_Written task_.
Do not include the pictures; repeat the rest of the data exactly.
^^^^^^^^
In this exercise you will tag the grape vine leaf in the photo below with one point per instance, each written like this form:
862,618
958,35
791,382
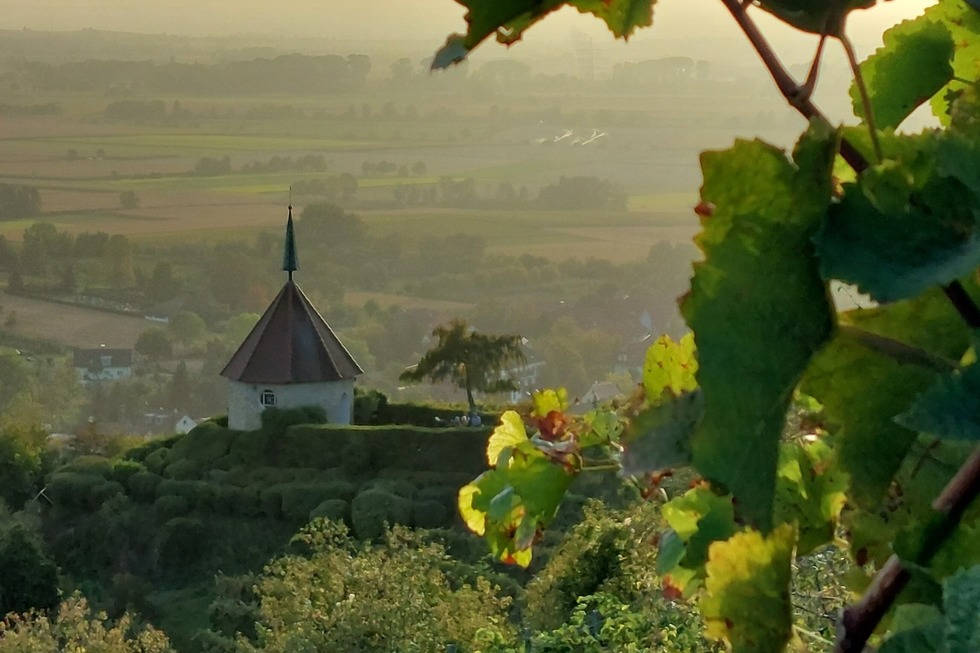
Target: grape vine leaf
757,305
747,600
963,23
509,433
913,65
511,504
509,19
950,408
659,437
696,519
961,604
924,629
905,226
669,367
810,492
862,390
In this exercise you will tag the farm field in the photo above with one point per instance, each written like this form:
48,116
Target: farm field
72,326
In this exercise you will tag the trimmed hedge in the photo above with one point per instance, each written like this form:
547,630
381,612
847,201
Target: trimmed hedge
81,491
462,450
373,509
424,416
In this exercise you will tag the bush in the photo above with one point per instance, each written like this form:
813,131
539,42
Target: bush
429,514
332,509
143,486
81,491
123,470
156,460
393,598
372,509
183,541
29,579
169,506
298,499
94,465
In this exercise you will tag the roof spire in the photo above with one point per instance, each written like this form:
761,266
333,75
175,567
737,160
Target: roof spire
289,261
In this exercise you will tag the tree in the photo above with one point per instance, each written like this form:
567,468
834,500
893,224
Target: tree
470,360
154,343
30,579
880,451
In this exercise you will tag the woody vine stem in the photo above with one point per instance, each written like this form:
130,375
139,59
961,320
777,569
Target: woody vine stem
859,621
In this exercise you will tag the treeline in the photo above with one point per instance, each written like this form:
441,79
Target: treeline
294,74
19,201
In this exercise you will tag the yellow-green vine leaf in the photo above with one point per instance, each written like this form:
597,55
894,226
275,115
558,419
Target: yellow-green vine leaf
810,492
669,368
758,307
509,433
747,600
697,518
659,437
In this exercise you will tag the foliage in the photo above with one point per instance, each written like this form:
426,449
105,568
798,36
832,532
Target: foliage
76,628
30,578
471,360
397,596
882,456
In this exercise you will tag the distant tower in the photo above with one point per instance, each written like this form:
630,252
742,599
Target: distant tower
291,358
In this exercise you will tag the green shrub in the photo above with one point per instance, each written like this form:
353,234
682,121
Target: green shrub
394,485
183,541
298,499
204,444
122,470
355,457
333,509
275,421
183,468
29,579
370,406
372,509
94,465
81,491
271,501
170,505
254,448
156,460
429,514
142,486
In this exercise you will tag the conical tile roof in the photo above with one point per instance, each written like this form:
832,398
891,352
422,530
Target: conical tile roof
291,343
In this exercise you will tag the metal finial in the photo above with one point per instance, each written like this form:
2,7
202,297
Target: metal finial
290,263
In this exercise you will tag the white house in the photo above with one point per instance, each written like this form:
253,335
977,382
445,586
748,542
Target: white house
291,358
103,364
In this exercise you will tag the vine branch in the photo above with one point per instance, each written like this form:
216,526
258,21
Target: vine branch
859,621
799,98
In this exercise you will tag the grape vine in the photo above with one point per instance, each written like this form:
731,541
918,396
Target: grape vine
886,460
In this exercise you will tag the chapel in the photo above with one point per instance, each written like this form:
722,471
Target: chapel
291,358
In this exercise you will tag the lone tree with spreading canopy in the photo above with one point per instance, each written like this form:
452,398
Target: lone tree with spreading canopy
469,359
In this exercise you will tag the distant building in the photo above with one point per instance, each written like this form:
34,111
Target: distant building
291,358
103,364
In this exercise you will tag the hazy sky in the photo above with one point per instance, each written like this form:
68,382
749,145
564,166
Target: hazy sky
425,20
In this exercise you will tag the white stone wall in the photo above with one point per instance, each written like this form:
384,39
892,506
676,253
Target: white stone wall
245,407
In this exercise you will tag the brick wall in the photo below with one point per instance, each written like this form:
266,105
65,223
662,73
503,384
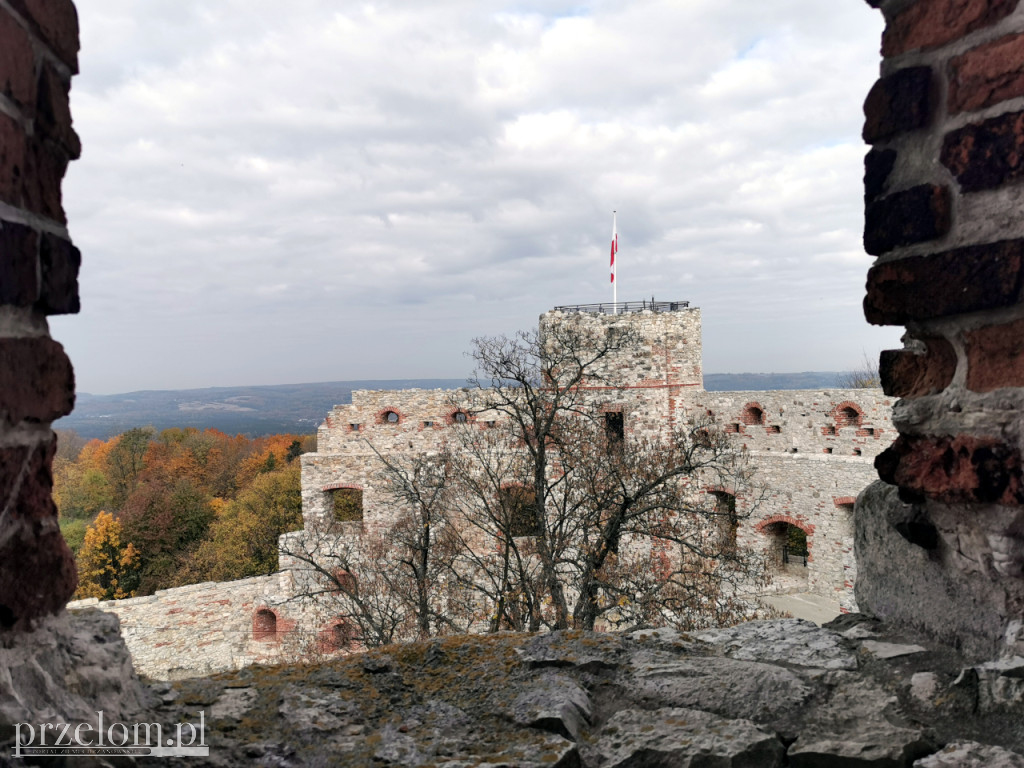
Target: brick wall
943,195
38,278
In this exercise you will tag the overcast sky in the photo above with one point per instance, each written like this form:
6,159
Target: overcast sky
322,189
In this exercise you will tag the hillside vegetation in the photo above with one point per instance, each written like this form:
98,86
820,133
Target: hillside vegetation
148,510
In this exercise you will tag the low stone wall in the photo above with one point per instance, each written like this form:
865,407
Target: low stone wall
816,494
202,629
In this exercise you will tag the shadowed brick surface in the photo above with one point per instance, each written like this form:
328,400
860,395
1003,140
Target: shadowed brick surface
983,156
905,374
987,75
898,102
965,280
929,24
913,215
995,356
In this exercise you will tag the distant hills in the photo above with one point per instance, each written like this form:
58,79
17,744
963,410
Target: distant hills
300,408
253,411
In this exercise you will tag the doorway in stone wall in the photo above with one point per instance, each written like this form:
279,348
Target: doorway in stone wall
786,554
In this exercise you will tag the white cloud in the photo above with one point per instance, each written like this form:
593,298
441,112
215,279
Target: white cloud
356,190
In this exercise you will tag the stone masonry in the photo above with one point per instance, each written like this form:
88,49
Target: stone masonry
812,450
943,196
38,278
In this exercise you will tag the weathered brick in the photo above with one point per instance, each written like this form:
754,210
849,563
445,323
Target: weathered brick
987,75
11,160
898,102
53,112
37,382
58,262
995,356
962,469
983,156
930,24
45,167
16,61
18,259
37,569
55,22
906,374
913,215
878,165
964,280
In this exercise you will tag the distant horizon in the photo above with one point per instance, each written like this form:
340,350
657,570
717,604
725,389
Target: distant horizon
421,379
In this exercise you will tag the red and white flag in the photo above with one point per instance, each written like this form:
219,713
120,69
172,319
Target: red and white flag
614,246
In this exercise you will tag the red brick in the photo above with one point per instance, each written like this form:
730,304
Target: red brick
58,264
17,80
53,112
953,470
964,280
906,374
987,75
11,160
930,24
898,102
45,167
983,156
55,22
37,382
37,569
909,216
18,264
995,356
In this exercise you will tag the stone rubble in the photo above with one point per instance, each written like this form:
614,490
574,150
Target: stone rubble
763,693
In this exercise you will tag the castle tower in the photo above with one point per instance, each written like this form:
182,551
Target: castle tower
667,351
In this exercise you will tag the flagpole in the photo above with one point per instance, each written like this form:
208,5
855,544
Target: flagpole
614,266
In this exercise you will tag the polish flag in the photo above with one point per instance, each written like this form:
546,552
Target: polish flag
614,248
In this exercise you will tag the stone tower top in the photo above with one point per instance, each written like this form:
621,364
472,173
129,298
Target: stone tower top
668,351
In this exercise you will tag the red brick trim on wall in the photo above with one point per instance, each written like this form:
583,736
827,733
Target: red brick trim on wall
380,417
341,485
802,524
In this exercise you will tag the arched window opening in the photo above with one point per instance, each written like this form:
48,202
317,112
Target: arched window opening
848,416
725,519
518,508
344,582
787,545
346,505
614,428
754,414
264,626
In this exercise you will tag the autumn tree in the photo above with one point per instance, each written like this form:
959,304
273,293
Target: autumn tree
126,460
243,537
108,568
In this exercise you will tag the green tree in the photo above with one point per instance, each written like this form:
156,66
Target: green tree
243,539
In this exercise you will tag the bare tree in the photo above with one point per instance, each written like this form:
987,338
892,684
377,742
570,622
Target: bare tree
391,584
599,525
537,512
864,377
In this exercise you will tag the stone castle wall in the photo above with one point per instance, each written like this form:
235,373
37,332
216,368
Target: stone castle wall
208,628
942,195
38,278
812,449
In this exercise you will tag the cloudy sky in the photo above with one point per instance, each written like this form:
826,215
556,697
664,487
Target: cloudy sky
322,189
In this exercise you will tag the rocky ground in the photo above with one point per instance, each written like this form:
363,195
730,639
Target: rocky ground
^^^^^^^^
_Finished answer_.
In this exercise you will tag the grape vine leaf in the photo below with one point per instance, each written like this form:
862,618
958,35
791,382
Target: grape vine leaf
757,305
747,600
963,23
509,433
913,65
511,504
509,19
950,408
659,437
696,519
961,604
924,629
905,226
669,367
810,492
862,390
In this exercise you will tag the farm field in the photo above with one point per instance, each written like this form:
48,116
Target: farm field
72,326
In this exercise you will tag the trimmed hedge in the photo above with one point per instance, each written like this form:
547,630
381,612
847,201
Target: trimmed hedge
81,491
462,450
373,509
424,416
In this exercise you will tag the bush in the photo above with one point per instance, each written like this form:
813,131
539,42
Target: bush
429,514
332,509
143,486
81,491
123,470
156,460
393,598
372,509
183,541
29,579
169,506
298,499
94,465
In this exercise you will tag the roof spire in the photo above with one point per instance, each written like this form:
761,266
333,75
175,567
737,160
Target: roof spire
289,261
In this exercise you will tag the tree in the photo above with one point per instance, each written like this form:
567,468
834,500
893,224
Target: tree
470,360
154,343
30,579
880,451
In this exercise you will tag the woody vine stem in the photo above with one point per instance, each written like this form:
130,375
139,59
961,320
777,569
Target: woody vine stem
859,621
In this exercise you will tag the treeline in the photo above with one point per instance, each written like this form:
441,79
Target: treeline
294,74
19,201
In this exercise you will tag the yellow-green vine leaf in the photo above with one point per instance, each written like this form:
597,55
894,226
275,115
558,419
Target: yellow-green vine leaf
810,492
669,368
758,307
509,433
747,600
697,518
659,437
In this exercise you will tag the foliage in the photo above with one point per instance, each written like this form:
426,449
105,568
798,36
832,532
Target: foliage
76,628
30,578
471,360
397,596
882,456
In this exercise you will tag the distant tower in the photo above with one point per instance, each written like this form:
630,252
742,599
Target: distant tower
291,358
In this exercise you will tag the green shrub in the photo above with one point per instance, each written like this form:
353,234
682,121
Target: green shrub
394,485
183,541
298,499
204,444
122,470
355,457
333,509
275,421
183,468
29,579
370,406
372,509
94,465
81,491
271,501
170,505
254,448
156,460
429,514
142,486
In this exercise you will tag the conical tile roof in the photo above with one point per instance, each written like this form:
832,398
891,352
422,530
Target: conical tile roof
291,343
In this exercise you will tag the metal finial in the photo above with one point per instance, each written like this form:
2,7
202,297
Target: metal finial
290,263
In this exercise you will tag the white house in the photo above with one point per instance, each written like this form:
253,335
977,382
445,586
748,542
Target: white house
291,358
103,364
In this exercise you will tag the vine branch in the photo above with one point per instance, each written like this form:
216,526
258,21
Target: vine branch
859,621
799,98
In this exercise you will tag the grape vine in the photo above with one point per instance, each written like this form:
731,541
918,396
Target: grape vine
886,460
In this exercise you will tag the chapel in the photo above with one point per instance, each written like this form:
722,471
Target: chapel
291,358
In this exercise you will tag the lone tree with spreading canopy in the photo above with one point per instance, each written like this form:
452,398
Target: lone tree with spreading canopy
469,359
In this exercise you will tag the distant building in the photo above with one point per instance, each written like this form:
34,111
Target: distant building
291,358
103,364
In this exercise you will tag the hazy sky in the photo above with one point per instance, each written like this form:
68,382
749,145
564,166
Target: hazy sky
425,20
In this exercise you will tag the white stone wall in the photo above with one point per instance, each written like this form:
384,39
892,506
676,253
Target: white stone wall
245,407
In this exercise you will tag the brick wall in the photo below with one point per instance, each written like this form:
266,105
65,223
662,73
503,384
Target: brick wall
943,195
38,278
In this exercise you will tag the overcast sky in the photo above with one point per instance, each written like this form:
6,159
Target: overcast sky
322,189
In this exercise you will tag the hillside vegetation in the photo above with one point per instance, each written like this form:
98,86
820,133
Target: hillside vegetation
148,510
In this exercise you will tag the low stone wall in the photo above with one point per instance, each written like this form:
865,407
Target: low stone wall
816,494
202,629
In this exercise you will tag the shadowed brick surface in the photo above with one point per instance, each written like this form:
328,400
860,395
1003,140
Target: shadowed brick surface
983,156
905,374
987,75
898,102
965,280
929,24
913,215
995,356
In this exercise you will tag the distant hills in the photo above with one point per instance, each written like this form:
58,79
17,744
963,410
Target: distant hills
300,408
253,411
In this exercise you will tag the doorway in stone wall in the photo above with one point per instance, each written like this form:
279,348
Target: doorway in stone wall
786,554
In this exercise you will tag the white cloud in the photo above with one point per instance, each written like this form:
593,298
441,112
215,279
Target: white cloud
356,190
In this exercise you will tag the stone masonry in the photo above with one point per instance, each written like this form:
88,49
Target: stone masonry
812,450
943,196
38,278
In this exercise you will tag the weathered brick in the photo above with one point per instance, each written like this form:
754,210
849,563
445,323
Target: weathered brick
987,75
11,160
898,102
53,112
37,382
58,262
995,356
962,469
983,156
930,24
45,167
16,61
18,259
37,569
55,22
906,374
913,215
878,165
964,280
In this exercise you will tag the distant horizon in the photo above with one point per instance, each written like this form:
340,350
657,570
717,604
725,389
Target: distant horizon
421,379
In this exercise you will tag the red and white flag in the photo above with one point per instance, each written like this form:
219,713
120,69
172,319
Target: red and white flag
614,246
In this exercise you will tag the red brick in the photo above with one point per instance, each written like this form:
730,304
Target: red brick
58,264
17,80
53,112
953,470
964,280
906,374
987,75
11,160
930,24
898,102
45,167
983,156
55,22
37,382
37,569
909,216
18,264
995,356
In this exercise you will tag the stone rubble in the photo above with one point per instance, each written like this form:
614,490
574,150
Target: stone rubble
763,693
In this exercise you will tag the castle tower in the photo above with one point per instance, each written like this form:
182,551
Target: castle tower
667,351
In this exercise you will tag the flagpole in the photo above with one point per instance, each written like this form:
208,5
855,544
Target: flagpole
614,266
In this exercise you will tag the polish flag in the photo above with one point per instance, each written like this form:
546,552
Target: polish flag
614,248
In this exercise you will tag the stone tower top in the photo above with one point per instance, each written like this form:
621,364
472,173
129,298
Target: stone tower top
668,351
In this exercise you will tag the red brick trim on wall in the photo above with one point per instance, each written like this form:
583,736
827,733
Target: red brick trim on wall
380,417
341,485
802,524
In this exercise you will tag the arched window opening in the photo above with one point per instance, each written like this form:
48,202
317,112
Target: arched window opening
848,416
725,519
518,508
344,582
787,545
346,505
614,428
754,414
264,626
In this exercise you will tag the autumn tree in the photo above with one point per instance, each written like this form:
959,304
273,293
Target: autumn tree
126,460
243,537
108,568
In this exercise you will tag the green tree in the photo above with one point per instance, each written like this form:
156,66
Target: green tree
243,539
In this exercise you will tag the bare tree in the photo above with one point per instance, each written like this form:
987,338
892,684
377,742
570,622
Target: bare tree
391,584
599,525
537,512
864,377
In this exercise you will tag the stone castle wall in the photo above with one point per instance, each written like this form:
235,373
37,332
216,368
Target: stone castle wall
208,628
942,195
38,278
812,449
In this exercise you will tag the cloudy sky in the photo above with one point per instance, each written like this form:
826,215
556,697
664,487
Target: cloudy sky
322,189
In this exercise you will tag the rocky ground in the photo above with one point per instance, each written like this form:
363,195
730,639
Target: rocky ground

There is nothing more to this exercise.